- _Goal of the exercise_: All lines from the opening of the data to the line containing "Expected: one pin per instance of the side" must be returned unchanged, and only those lines.

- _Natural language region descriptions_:
━━━━━━━━
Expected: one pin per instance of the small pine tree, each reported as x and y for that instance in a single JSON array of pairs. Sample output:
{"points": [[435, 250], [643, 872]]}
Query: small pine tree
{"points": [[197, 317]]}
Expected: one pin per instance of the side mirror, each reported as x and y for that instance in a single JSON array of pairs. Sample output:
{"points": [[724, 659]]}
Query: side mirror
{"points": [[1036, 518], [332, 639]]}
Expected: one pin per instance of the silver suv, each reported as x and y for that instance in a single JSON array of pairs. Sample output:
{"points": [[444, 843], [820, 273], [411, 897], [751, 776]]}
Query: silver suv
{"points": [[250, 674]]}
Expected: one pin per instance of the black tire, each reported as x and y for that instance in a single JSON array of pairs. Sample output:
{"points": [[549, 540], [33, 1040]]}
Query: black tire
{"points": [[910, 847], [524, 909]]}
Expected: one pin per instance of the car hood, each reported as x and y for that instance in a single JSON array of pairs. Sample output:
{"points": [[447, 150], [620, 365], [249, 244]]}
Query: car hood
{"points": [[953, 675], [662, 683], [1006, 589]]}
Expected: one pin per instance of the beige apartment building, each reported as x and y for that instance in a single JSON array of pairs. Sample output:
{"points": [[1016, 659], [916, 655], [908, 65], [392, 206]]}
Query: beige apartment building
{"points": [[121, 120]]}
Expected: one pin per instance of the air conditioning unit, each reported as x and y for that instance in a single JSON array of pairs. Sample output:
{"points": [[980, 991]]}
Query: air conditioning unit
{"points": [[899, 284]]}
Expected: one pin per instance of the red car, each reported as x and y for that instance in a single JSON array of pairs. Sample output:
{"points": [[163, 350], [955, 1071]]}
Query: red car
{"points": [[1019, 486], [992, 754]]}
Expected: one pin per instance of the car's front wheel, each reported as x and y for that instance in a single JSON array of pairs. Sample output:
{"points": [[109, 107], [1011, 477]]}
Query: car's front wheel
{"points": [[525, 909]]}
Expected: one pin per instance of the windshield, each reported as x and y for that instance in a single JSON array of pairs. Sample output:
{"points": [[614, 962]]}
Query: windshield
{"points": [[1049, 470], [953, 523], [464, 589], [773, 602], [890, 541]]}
━━━━━━━━
- _Solution for this task_:
Expected: one pin per instance of the small pine tree, each reported as x and y for that instance in a single JSON array of pairs. Sample output:
{"points": [[435, 250], [643, 872]]}
Query: small pine tree
{"points": [[197, 317]]}
Expected: one pin per instance of the side mirror, each reported as x and y for that instance in a single JSON array of pairs. Sample output:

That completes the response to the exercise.